■ **Text section**:

THE INDOCTRINATED BRAIN: HOW TO SUCCESSFULLY FEND OFF THE GLOBAL ATTACK ON YOUR MENTAL FREEDOM”

book written by Michael Nehls, MD, PhD,  2023

Ronald Peters, MD – Commentary

“Use it or lose it.” 

The aging process leads to  loss of muscle (sarcopenia) and memory (hippocampal decline).  Both are natural outcomes of a society where people  are inclined to eat high fat, low fiber food, too busy to exercise, sacrifice joy and creativity for a salary and sustain  high levels of stress.  Aerobic fitness and weight training are essential in the last third of life and no one is too old to start.  Doing what brings joy and creativity restores memory, focus and concentration

Michael Nehls is a physician and molecular geneticist specializing in immunology who argues that humanity is under a deliberate, multi-pronged assault on cognitive independence. Drawing on neuroscience, Nehls posits that declining mental health worldwide (e.g., rising depression, falling IQs especially among youth, and earlier-onset Alzheimer’s) stems not from coincidence but from orchestrated disruptions to the brain’s hippocampus, the seat of autobiographical memory, individuality, and critical thinking. He frames this as a “global war on the human brain,” enabled by technocratic elites using fear-based narratives (e.g., around viruses, climate change, and borders) to reprogram society toward conformity and control, echoing dystopian visions like Aldous Huxley’s Brave New World. The book blends dense scientific analysis with circumstantial evidence from the COVID-19 era, including lockdowns and mRNA vaccines, while offering practical countermeasures to restore mental resilience.

■ **Entries provided**:
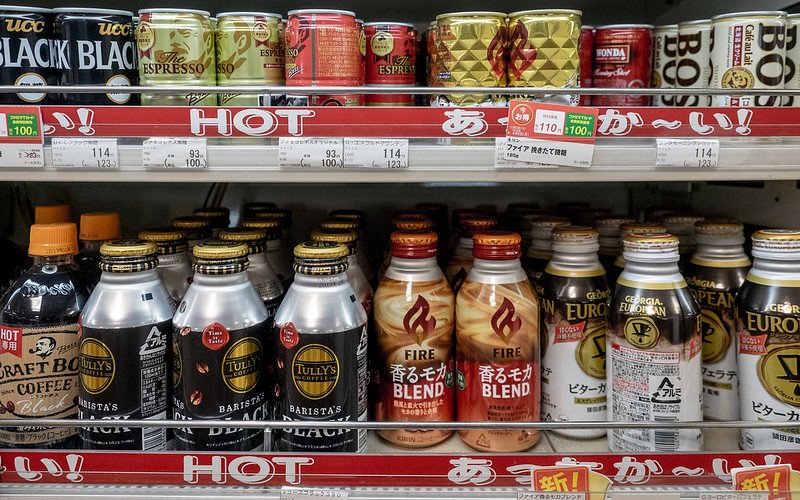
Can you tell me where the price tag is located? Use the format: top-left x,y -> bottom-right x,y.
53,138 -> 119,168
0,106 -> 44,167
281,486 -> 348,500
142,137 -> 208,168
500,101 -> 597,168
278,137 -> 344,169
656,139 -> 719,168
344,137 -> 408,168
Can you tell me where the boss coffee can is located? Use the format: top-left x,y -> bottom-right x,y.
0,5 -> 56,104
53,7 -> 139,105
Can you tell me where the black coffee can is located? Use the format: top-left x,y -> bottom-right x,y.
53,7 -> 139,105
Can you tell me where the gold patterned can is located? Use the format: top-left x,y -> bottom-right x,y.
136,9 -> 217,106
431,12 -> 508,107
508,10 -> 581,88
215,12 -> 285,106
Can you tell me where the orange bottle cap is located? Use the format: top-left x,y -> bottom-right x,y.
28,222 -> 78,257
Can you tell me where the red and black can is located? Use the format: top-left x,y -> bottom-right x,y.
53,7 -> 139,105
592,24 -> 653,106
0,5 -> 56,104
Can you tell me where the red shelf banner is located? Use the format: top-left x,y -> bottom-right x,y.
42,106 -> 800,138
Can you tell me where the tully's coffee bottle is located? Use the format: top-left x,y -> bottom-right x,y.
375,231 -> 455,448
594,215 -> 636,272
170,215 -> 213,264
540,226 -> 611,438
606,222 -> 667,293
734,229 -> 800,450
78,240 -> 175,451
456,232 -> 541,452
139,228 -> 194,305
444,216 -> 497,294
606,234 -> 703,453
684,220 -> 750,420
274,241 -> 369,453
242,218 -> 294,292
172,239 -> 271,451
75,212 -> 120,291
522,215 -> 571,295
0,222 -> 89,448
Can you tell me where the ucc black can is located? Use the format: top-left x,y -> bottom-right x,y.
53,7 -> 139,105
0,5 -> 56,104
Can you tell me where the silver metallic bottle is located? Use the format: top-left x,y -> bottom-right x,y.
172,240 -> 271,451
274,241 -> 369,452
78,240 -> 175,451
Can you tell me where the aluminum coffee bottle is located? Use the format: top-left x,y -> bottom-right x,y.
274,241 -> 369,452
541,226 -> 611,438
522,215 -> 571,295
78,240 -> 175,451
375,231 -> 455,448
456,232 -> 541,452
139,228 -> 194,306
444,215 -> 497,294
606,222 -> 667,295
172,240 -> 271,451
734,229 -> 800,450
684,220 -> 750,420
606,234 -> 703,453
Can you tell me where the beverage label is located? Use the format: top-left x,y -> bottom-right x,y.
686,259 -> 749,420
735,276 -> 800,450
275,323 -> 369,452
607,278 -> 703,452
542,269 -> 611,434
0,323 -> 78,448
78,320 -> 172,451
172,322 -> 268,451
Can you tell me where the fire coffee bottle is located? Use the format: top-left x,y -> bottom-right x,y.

■ **Tasks to perform**:
**a)** In the book commentary, translate this sentence into Spanish: "Aerobic fitness and weight training are essential in the last third of life and no one is too old to start."
**b)** Proceed with the book commentary, writing on from its final sentence.

■ **Answers provided**:
**a)** La buena forma aeróbica y el entrenamiento con pesas son esenciales en el último tercio de la vida, y nadie es demasiado mayor para empezar.

**b)**
Nehls structures his thesis around neurobiology and maintains that the hippocampus is the new “battleground” inside the brain.  The hippocampus is part of the limbic system which is the  control center for basic emotions, such as anger, fear, sadness,  and pleasure.  The limbic anatomy also generates internal sensations of hunger, libido, dominance and caring for offspring.  These neurological signals are combined with life experiences to create memories which are stored in the hippocampus.

The hippocampus in the child is growing rapidly with high levels of new neurons, a process called neurogenesis.    Neurogenesis peaks around the age of 10 to 12.

 

Aspect Childhood (≈3–12 years) Elderly (≈65+ years)
Volume Rapid growth; peaks ~age 10–12 ~1–2% annual atrophy after age 60
Gray Matter Density High; ongoing myelination & synaptogenesis Reduced; neuronal loss, fewer synapses
Neurogenesis Robust (new neurons born in dentate gyrus) Markedly reduced (~90% decline by age 70)

Key study: Gogtay et al. (2006) – longitudinal MRI showed hippocampal volume increases until early adolescence, then stabilizes until ~50s, followed by linear decline.

The childhood hippocampus is a high-octane memory factory — growing, highly plastic, and neurogenic. The elderly hippocampus is a fading archive — structurally smaller, less efficient at encoding new traces, and reliant on compensatory brain networks. This shift explains why kids absorb new information like sponges, while older adults excel at crystallized knowledge but struggle with new learning.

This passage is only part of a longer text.